**REQUIRED WORK**
Exact copy, pictures excluded: write out every line below.

INFORMATION GIVEN below:

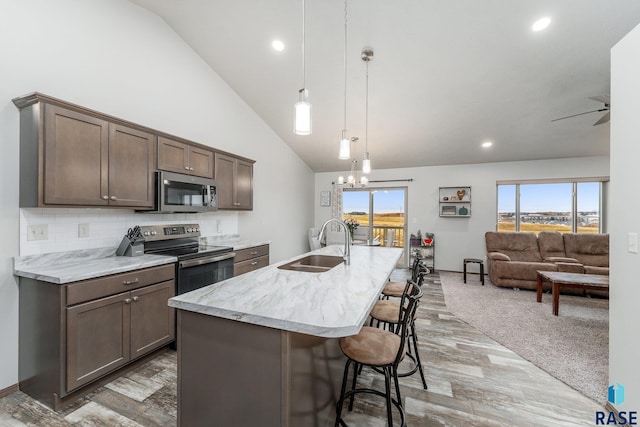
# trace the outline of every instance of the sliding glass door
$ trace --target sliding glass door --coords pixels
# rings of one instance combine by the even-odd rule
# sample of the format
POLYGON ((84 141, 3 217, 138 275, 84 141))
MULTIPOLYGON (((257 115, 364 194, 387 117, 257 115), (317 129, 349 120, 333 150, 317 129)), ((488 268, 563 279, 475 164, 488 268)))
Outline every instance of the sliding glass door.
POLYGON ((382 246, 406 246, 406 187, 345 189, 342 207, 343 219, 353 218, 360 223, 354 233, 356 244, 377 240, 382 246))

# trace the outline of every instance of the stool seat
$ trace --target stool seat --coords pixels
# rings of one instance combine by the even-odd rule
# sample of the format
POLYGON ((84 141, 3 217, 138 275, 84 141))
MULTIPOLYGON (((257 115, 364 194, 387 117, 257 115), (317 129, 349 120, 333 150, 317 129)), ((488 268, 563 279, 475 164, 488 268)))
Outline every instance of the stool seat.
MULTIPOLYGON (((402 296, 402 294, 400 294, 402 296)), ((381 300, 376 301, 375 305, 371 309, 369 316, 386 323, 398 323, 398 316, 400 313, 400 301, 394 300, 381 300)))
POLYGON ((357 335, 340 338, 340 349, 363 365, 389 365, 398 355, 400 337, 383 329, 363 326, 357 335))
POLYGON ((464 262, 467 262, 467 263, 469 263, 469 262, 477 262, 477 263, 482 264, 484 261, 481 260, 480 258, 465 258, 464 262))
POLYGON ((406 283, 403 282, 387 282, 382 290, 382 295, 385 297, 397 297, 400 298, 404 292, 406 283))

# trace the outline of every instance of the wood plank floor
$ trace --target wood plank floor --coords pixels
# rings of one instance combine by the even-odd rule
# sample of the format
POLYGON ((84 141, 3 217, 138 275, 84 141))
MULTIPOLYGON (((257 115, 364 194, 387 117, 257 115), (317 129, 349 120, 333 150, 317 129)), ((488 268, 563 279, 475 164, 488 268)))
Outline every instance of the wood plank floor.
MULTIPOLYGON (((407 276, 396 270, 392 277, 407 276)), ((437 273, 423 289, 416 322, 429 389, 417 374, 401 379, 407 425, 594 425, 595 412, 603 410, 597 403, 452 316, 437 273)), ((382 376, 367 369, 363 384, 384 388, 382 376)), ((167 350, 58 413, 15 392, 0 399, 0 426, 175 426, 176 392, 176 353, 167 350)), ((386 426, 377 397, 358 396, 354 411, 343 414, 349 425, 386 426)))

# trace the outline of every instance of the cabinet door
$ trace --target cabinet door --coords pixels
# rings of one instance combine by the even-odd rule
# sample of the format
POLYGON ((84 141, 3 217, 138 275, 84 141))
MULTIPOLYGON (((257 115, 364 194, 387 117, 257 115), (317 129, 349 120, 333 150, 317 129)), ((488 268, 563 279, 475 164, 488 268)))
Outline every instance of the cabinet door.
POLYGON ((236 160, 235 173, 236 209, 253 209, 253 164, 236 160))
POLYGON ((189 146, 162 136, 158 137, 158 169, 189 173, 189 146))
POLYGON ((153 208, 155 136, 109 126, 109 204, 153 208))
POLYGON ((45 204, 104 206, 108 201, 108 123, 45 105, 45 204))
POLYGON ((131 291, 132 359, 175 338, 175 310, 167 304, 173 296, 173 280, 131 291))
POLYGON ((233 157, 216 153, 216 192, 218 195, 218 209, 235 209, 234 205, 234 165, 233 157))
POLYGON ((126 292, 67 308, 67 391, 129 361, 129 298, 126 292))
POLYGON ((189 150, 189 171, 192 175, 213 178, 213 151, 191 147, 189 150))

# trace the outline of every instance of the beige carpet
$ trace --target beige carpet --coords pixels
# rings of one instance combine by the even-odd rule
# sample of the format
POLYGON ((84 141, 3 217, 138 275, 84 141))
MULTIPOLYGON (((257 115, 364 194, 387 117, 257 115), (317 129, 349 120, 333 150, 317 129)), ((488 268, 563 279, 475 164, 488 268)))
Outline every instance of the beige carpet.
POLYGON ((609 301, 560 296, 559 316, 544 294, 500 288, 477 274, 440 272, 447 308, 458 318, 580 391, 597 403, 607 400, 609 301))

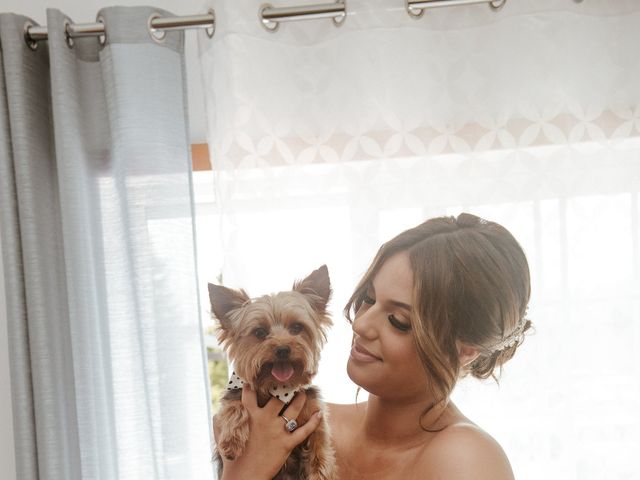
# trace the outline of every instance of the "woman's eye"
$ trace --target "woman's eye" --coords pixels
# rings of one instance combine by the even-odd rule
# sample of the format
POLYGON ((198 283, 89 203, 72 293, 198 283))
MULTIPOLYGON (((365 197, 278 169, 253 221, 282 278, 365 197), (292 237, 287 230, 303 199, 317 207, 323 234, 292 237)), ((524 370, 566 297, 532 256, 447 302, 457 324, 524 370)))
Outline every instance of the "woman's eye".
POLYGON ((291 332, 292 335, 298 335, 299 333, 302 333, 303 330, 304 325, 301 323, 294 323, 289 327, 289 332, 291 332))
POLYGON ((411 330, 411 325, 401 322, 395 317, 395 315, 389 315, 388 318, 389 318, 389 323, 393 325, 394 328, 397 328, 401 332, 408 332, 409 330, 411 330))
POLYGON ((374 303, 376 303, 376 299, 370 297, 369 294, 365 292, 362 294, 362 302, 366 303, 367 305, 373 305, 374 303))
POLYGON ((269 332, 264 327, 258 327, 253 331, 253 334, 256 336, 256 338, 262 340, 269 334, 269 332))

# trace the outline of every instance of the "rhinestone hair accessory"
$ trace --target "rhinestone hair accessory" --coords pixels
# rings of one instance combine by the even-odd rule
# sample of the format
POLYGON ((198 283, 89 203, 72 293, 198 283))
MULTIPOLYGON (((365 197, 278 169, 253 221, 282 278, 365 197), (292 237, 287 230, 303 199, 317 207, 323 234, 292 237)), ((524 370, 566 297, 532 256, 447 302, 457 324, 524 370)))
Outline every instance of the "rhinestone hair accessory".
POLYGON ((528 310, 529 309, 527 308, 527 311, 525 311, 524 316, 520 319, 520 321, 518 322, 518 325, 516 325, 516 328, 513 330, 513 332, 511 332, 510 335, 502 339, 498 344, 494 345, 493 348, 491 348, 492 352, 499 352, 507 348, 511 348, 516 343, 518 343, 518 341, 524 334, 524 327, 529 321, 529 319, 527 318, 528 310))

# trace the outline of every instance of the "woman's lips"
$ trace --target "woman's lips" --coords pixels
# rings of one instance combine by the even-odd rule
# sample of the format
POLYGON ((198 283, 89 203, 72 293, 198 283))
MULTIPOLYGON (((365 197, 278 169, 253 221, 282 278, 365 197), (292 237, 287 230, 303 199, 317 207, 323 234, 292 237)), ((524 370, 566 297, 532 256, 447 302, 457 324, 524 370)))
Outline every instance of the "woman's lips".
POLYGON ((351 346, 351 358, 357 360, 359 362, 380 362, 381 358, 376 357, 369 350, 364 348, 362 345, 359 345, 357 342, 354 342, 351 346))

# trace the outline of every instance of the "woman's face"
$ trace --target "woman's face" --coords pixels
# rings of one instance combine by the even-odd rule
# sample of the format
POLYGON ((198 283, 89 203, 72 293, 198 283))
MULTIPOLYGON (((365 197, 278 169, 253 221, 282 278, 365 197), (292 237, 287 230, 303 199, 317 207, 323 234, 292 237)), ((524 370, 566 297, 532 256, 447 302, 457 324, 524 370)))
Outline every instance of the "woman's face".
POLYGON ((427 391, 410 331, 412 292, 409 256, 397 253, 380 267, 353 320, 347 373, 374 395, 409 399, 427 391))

End of INFORMATION GIVEN.

**ANSWER SECTION**
# trace the outline of every instance of the sliding glass door
$ trace --target sliding glass door --coords pixels
# rings of one instance combine by the even-odd rule
# sample of the format
POLYGON ((84 141, 3 217, 138 275, 84 141))
MULTIPOLYGON (((257 115, 364 194, 387 117, 257 115), (317 129, 349 120, 333 150, 317 129)), ((488 268, 563 279, 475 164, 488 268)))
Outline every instance of the sliding glass door.
POLYGON ((382 246, 406 246, 406 187, 345 189, 342 207, 343 219, 353 218, 360 223, 354 233, 356 244, 377 240, 382 246))

# trace the outline of every instance of the stool seat
$ trace --target stool seat --coords pixels
# rings of one instance combine by the even-odd rule
# sample of the format
POLYGON ((84 141, 3 217, 138 275, 84 141))
MULTIPOLYGON (((257 115, 364 194, 387 117, 257 115), (317 129, 349 120, 333 150, 317 129)), ((488 268, 563 279, 475 164, 488 268)))
Outline every instance of the stool seat.
MULTIPOLYGON (((402 296, 402 294, 400 294, 402 296)), ((381 300, 376 301, 375 305, 371 309, 369 316, 386 323, 398 323, 398 316, 400 313, 400 301, 394 300, 381 300)))
POLYGON ((357 335, 340 338, 340 349, 363 365, 389 365, 398 355, 400 337, 383 329, 363 326, 357 335))
POLYGON ((464 262, 467 262, 467 263, 469 263, 469 262, 477 262, 477 263, 482 264, 484 261, 481 260, 480 258, 465 258, 464 262))
POLYGON ((406 283, 403 282, 387 282, 382 290, 382 295, 385 297, 397 297, 400 298, 404 292, 406 283))

# trace the outline of every instance of the wood plank floor
$ trace --target wood plank floor --coords pixels
# rings of one instance combine by the even-odd rule
# sample of the format
POLYGON ((84 141, 3 217, 138 275, 84 141))
MULTIPOLYGON (((257 115, 364 194, 387 117, 257 115), (317 129, 349 120, 333 150, 317 129)), ((488 268, 563 279, 475 164, 488 268)))
Outline every instance of the wood plank floor.
MULTIPOLYGON (((407 276, 396 270, 392 277, 407 276)), ((437 273, 423 289, 416 322, 429 389, 417 374, 401 379, 407 425, 594 425, 595 412, 603 410, 597 403, 452 316, 437 273)), ((382 376, 367 369, 363 384, 384 388, 382 376)), ((167 350, 58 413, 15 392, 0 399, 0 426, 175 426, 176 392, 176 353, 167 350)), ((386 426, 377 397, 358 396, 354 411, 343 414, 349 425, 386 426)))

# trace the outline of every instance of the cabinet door
$ trace --target cabinet door --coords pixels
# rings of one instance combine by the even-odd rule
# sample of the format
POLYGON ((84 141, 3 217, 138 275, 84 141))
MULTIPOLYGON (((257 115, 364 194, 387 117, 257 115), (317 129, 349 120, 333 150, 317 129)), ((488 268, 563 279, 475 164, 488 268)))
Outline every instance of the cabinet door.
POLYGON ((236 160, 235 173, 236 209, 253 209, 253 164, 236 160))
POLYGON ((189 146, 162 136, 158 137, 158 169, 189 173, 189 146))
POLYGON ((153 208, 155 136, 109 126, 109 204, 153 208))
POLYGON ((45 204, 104 206, 108 201, 108 123, 45 105, 45 204))
POLYGON ((131 291, 132 359, 175 338, 175 310, 167 304, 173 296, 173 280, 131 291))
POLYGON ((233 157, 216 153, 216 192, 218 195, 218 209, 235 209, 234 205, 234 165, 233 157))
POLYGON ((126 292, 67 308, 67 391, 129 361, 129 298, 126 292))
POLYGON ((189 150, 189 171, 192 175, 213 178, 213 151, 191 147, 189 150))

# trace the outline of every instance of the beige carpet
$ trace --target beige carpet --coords pixels
# rings of one instance combine by the even-odd rule
# sample of the format
POLYGON ((84 141, 3 217, 138 275, 84 141))
MULTIPOLYGON (((257 115, 364 194, 387 117, 257 115), (317 129, 349 120, 333 150, 317 129)), ((488 268, 563 279, 475 164, 488 268)))
Outline every instance of the beige carpet.
POLYGON ((609 301, 560 296, 559 316, 544 294, 500 288, 477 274, 440 272, 447 308, 458 318, 580 391, 597 403, 607 400, 609 301))

# trace the outline of every instance of the "woman's eye"
$ trace --target "woman's eye" --coords pixels
# rings of one instance combine by the even-odd rule
# sample of the format
POLYGON ((198 283, 89 203, 72 293, 198 283))
MULTIPOLYGON (((365 197, 278 169, 253 221, 282 278, 365 197), (292 237, 287 230, 303 199, 317 207, 323 234, 292 237)), ((524 370, 566 297, 532 256, 447 302, 457 324, 524 370)))
Outline every instance of the "woman's eye".
POLYGON ((291 332, 292 335, 298 335, 299 333, 302 333, 303 330, 304 325, 301 323, 294 323, 289 327, 289 332, 291 332))
POLYGON ((411 330, 411 325, 401 322, 395 317, 395 315, 389 315, 388 318, 389 318, 389 323, 393 325, 394 328, 397 328, 401 332, 408 332, 409 330, 411 330))
POLYGON ((374 303, 376 303, 376 299, 370 297, 369 294, 365 292, 362 294, 362 302, 366 303, 367 305, 373 305, 374 303))
POLYGON ((269 332, 264 327, 258 327, 253 331, 253 334, 256 336, 256 338, 262 340, 269 334, 269 332))

# trace the outline of every instance of the "rhinestone hair accessory"
$ trace --target "rhinestone hair accessory" --coords pixels
# rings of one instance combine by the even-odd rule
# sample of the format
POLYGON ((198 283, 89 203, 72 293, 198 283))
MULTIPOLYGON (((365 197, 278 169, 253 221, 282 278, 365 197), (292 237, 287 230, 303 199, 317 207, 323 234, 292 237)), ((524 370, 566 297, 532 256, 447 302, 457 324, 524 370)))
Outline every instance of the "rhinestone hair accessory".
POLYGON ((528 310, 529 309, 527 308, 527 311, 525 311, 524 316, 520 319, 520 321, 518 322, 518 325, 516 325, 516 328, 513 330, 513 332, 511 332, 510 335, 502 339, 498 344, 494 345, 493 348, 491 348, 492 352, 499 352, 507 348, 511 348, 516 343, 518 343, 518 341, 524 334, 524 327, 529 321, 529 319, 527 318, 528 310))

# trace the outline of every instance of the "woman's lips"
$ trace --target "woman's lips" --coords pixels
# rings of one instance combine by the even-odd rule
# sample of the format
POLYGON ((198 283, 89 203, 72 293, 198 283))
MULTIPOLYGON (((365 197, 278 169, 253 221, 282 278, 365 197), (292 237, 287 230, 303 199, 317 207, 323 234, 292 237)), ((524 370, 566 297, 532 256, 447 302, 457 324, 524 370)))
Outline every instance of the "woman's lips".
POLYGON ((351 346, 351 358, 357 360, 359 362, 380 362, 381 358, 376 357, 369 350, 364 348, 362 345, 359 345, 357 342, 354 342, 351 346))

# trace the outline of every instance of the "woman's face"
$ trace --target "woman's face" --coords pixels
# rings of one instance combine by the even-odd rule
# sample of the format
POLYGON ((198 283, 89 203, 72 293, 198 283))
MULTIPOLYGON (((365 197, 278 169, 253 221, 282 278, 365 197), (292 237, 287 230, 303 199, 317 207, 323 234, 292 237)), ((524 370, 566 297, 532 256, 447 302, 457 324, 524 370)))
Outline every instance of the "woman's face".
POLYGON ((427 391, 410 331, 412 292, 409 256, 397 253, 380 267, 353 320, 347 373, 374 395, 409 399, 427 391))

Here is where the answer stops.